__Testo estratto__.
Come nasce quest’idea?
«È un progetto complesso che riguarda due soggetti: la Callas e me, oltre all’esperienza che abbiamo condiviso: morire per amore. Lei è morta davvero di crepacuore, il mio cuore invece è stato spezzato molte volte, non sono morta, ma ho sofferto. Ho questo tema nella mente e nel cuore da quasi trent’anni. Il finale nell’opera lirica prevede sempre la morte in scena».
Come ha costruito l’opera, fatta di specchi e di “mise en abîme”?
«Parto sempre dalla mia esperienza personale per andare poi oltre. Il progetto Callas è quello che mi ha preso più tempo. La prima idea risale al 1989. Inizialmente volevo farne un film, poi pensai a un libro e quindi a un’installazione video.
Alla fine il direttore dell’Opera di Monaco, Nikolaus Bachler, mi ha suggerito di farne un’opera e in effetti così ho potuto concepire e realizzare un’installazione multimediale con filmati, canto, performance riuniti insieme. Si tratta del lavoro più complesso che io abbia mai realizzato, la mia prima opera lirica. Per me davvero un debutto».
Si ha l’impressione che “Le 7 morti” segni un nuovo inizio nel mondo della lirica.
«Le opere liriche durano anche 4 o 5 ore e la mia solo un’ora e 31 minuti, perché si muore velocemente e perché le scene del trapasso nella lirica sono molto più brevi del resto. Al tempo stesso io smonto la struttura operistica classica per costruirne una nuova.
Penso che il mio progetto sia molto in linea con il pubblico delle nuove generazioni. L’opera lirica è come un dinosauro, ormai, in quanto forma d’arte molto old fashion ».
In che modo ha realizzato la “pars destruens” dell’opera?
«Non c’è più il coro, gli artisti non sono numerosi. C’è una sola cantante per volta sul palcoscenico che interpreta una donna in grado di rappresentarle tutte: la vichinga forte, quella fragile, la giapponese, la passionale come in Carmen…
Tutte in costume da governante.
Questa scelta viene compresa solo alla fine: le sette interpreti rappresentano un’unica persona che è Bruna, la governante di Maria Callas, a cui la Divina lasciò l’intero patrimonio perché fu la sola a restarle accanto fino alla fine. Prima che morisse provai a incontrarla, ma non ha voluto».
Qual è il ruolo dell’unico interprete maschile, Willem Dafoe?
«In scena vengo uccisa 7 volte dallo stesso uomo. E questo perché nella mente di Callas chi la trafiggeva era sempre Onassis. Una volta l’armatore greco, appena sposato con Jackie Kennedy, intervistato da un reporter della Bbc che gli chiedeva della Callas, guardando dritto in camera disse: “Non lotto per qualcosa che già possiedo”».

__Consegne__.
1/ Trascrivi dall'intervista su «Le 7 morti» il passo compreso tra "Come nasce quest’idea?" e "a un’installazione video.", estremi inclusi.
2/ Scrivi il seguito dell'intervista su «Le 7 morti», riprendendo dopo l'ultima frase riportata.
Le voci qui sotto non hanno alcun ruolo in questo.

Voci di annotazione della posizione
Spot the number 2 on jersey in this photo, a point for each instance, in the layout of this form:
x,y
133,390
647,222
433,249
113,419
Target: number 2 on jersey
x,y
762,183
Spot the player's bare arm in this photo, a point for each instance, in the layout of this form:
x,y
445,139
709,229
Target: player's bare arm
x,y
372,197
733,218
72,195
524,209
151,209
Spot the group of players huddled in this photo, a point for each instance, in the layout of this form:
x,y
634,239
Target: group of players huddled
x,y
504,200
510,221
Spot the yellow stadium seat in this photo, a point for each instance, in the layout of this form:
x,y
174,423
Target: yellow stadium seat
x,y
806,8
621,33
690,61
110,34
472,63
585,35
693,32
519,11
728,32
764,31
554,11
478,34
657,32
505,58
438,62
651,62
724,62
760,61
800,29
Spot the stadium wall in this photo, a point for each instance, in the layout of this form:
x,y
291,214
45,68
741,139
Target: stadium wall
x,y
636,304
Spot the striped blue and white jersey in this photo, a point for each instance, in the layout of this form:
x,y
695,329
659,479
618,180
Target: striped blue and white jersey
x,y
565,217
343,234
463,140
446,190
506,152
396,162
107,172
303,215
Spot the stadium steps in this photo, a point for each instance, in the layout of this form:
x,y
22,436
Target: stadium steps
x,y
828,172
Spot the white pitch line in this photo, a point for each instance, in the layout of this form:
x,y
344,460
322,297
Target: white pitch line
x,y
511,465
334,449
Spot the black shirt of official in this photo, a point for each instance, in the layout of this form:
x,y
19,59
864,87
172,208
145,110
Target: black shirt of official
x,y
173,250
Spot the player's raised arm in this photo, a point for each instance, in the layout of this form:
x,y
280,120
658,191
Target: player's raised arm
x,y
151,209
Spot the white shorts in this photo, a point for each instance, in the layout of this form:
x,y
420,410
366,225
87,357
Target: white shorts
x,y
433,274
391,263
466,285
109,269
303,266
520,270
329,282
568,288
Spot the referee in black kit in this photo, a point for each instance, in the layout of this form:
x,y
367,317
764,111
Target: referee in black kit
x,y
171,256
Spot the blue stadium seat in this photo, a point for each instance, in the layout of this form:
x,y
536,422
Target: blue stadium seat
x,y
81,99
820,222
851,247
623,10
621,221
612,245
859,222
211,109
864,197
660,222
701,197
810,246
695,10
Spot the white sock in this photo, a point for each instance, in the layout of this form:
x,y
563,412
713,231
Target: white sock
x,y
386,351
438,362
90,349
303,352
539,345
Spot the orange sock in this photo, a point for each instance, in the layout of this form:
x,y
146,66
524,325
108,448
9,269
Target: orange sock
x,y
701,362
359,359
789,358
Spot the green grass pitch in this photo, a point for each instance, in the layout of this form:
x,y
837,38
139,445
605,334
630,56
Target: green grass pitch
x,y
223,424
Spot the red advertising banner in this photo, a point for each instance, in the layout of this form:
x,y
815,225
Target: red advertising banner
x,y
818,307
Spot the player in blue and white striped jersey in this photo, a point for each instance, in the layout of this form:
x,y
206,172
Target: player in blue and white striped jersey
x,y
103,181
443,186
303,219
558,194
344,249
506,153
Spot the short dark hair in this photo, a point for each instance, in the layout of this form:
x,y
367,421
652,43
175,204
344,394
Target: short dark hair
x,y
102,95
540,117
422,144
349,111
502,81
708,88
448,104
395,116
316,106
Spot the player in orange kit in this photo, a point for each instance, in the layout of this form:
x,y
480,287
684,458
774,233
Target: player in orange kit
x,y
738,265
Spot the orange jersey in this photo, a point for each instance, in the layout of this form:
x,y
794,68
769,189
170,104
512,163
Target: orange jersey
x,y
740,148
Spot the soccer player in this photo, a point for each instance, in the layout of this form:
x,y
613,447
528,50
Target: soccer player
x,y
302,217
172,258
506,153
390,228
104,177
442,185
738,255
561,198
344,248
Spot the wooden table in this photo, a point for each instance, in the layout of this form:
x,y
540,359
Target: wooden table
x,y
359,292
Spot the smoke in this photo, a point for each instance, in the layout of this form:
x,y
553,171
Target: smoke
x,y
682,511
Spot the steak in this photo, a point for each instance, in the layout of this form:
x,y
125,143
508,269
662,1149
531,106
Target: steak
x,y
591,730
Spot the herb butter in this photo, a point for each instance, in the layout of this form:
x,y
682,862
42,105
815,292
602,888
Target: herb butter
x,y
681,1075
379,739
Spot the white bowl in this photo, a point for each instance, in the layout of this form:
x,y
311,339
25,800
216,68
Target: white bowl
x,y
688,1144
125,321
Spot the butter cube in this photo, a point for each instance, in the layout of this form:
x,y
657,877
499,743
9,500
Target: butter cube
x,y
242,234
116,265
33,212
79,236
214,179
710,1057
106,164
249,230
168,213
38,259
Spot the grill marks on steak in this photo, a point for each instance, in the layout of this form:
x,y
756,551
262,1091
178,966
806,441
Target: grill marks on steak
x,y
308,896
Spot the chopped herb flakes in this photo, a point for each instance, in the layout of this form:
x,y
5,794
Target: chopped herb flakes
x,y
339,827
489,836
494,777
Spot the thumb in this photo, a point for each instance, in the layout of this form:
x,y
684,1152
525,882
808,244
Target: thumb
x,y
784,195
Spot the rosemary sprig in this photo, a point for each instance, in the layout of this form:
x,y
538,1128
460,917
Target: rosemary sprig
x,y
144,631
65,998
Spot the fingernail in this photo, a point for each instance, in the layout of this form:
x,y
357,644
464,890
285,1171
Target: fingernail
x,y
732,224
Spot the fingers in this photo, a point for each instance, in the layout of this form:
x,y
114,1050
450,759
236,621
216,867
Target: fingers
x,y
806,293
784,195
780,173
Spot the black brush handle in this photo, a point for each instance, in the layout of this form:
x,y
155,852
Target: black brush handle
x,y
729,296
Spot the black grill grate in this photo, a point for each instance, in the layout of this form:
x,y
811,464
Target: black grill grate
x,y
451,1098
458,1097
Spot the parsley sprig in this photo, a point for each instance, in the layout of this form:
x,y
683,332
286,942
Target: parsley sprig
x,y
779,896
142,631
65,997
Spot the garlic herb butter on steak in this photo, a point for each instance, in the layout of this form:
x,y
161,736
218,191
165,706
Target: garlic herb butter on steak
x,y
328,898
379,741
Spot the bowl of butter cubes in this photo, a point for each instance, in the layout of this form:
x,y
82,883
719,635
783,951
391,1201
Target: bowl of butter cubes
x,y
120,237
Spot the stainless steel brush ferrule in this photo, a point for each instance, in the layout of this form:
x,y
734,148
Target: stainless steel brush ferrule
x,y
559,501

__Le risposte__.
1/
Come nasce quest’idea?
«È un progetto complesso che riguarda due soggetti: la Callas e me, oltre all’esperienza che abbiamo condiviso: morire per amore. Lei è morta davvero di crepacuore, il mio cuore invece è stato spezzato molte volte, non sono morta, ma ho sofferto. Ho questo tema nella mente e nel cuore da quasi trent’anni. Il finale nell’opera lirica prevede sempre la morte in scena».
Come ha costruito l’opera, fatta di specchi e di “mise en abîme”?
«Parto sempre dalla mia esperienza personale per andare poi oltre. Il progetto Callas è quello che mi ha preso più tempo. La prima idea risale al 1989. Inizialmente volevo farne un film, poi pensai a un libro e quindi a un’installazione video.

2/
Per Marina e Maria, che camminano affiancate come se una fosse il doppelgänger dell’altra, prevale la fama dovuta alla potenza dell’opera o la popolarità del personaggio?
«Entrambe le cose, ma al tempo stesso sono rese immortali entrambe dalla voce della Callas.
Per qualunque interprete è difficile raccogliere il testimone. Ma ho mantenuto quella voce immortale in versione originale soltanto nel finale».
Dove si compie l’ottava morte, quella fuori scena. Di chi?
«Della Callas, ma è soltanto il corpo a morire, la sua voce non muore e non morirà».
Ognuna delle 7 morti è anticipata da un “intermezzo visivo” e musicale.
«Ho voluto un paesaggio con nuvole dell’artista Marco Brambilla, perché all’inizio io dipingevo nuvole».
Non è un fatto noto…
«Sono stata una pittrice prima di cominciare a fare performance. Le nuvole introducono il mood della scena, lo stato d’animo di ogni morte: al mattino, con il plenilunio, con il cielo in tempesta, con la pioggia e nell’aria infuocata.
Anticipano anche un testo scritto insieme a Petter Skavlan e recitato da me. Ho chiesto al musicista contemporaneo Marko Nikodijevi? di comporre l’ouverture e i brani per le scene dei cieli e anche per il finale. Ho pensato così di mettere insieme passato, presente e futuro.
Le donne soffrono in eterno per amore e in eterno muoiono in tanti modi: ho scelto ogni tipo di morte possibile, il buttarsi di sotto in Tosca (che vola da un grattacielo in un paesaggio urbano contemporaneo), l’accoltellamento in Carmen, la follia in Lucia e la tubercolosi nella
Traviata. L’unica cosa che ho modificato è Butterfly, che non muore per harakiri ma per contaminazione radioattiva. Il mio lavoro è sempre emozionale, tocca l’amore, la morte, il dolore, la sofferenza, la perdita, il tradimento: temi di cui è fatta l’arte».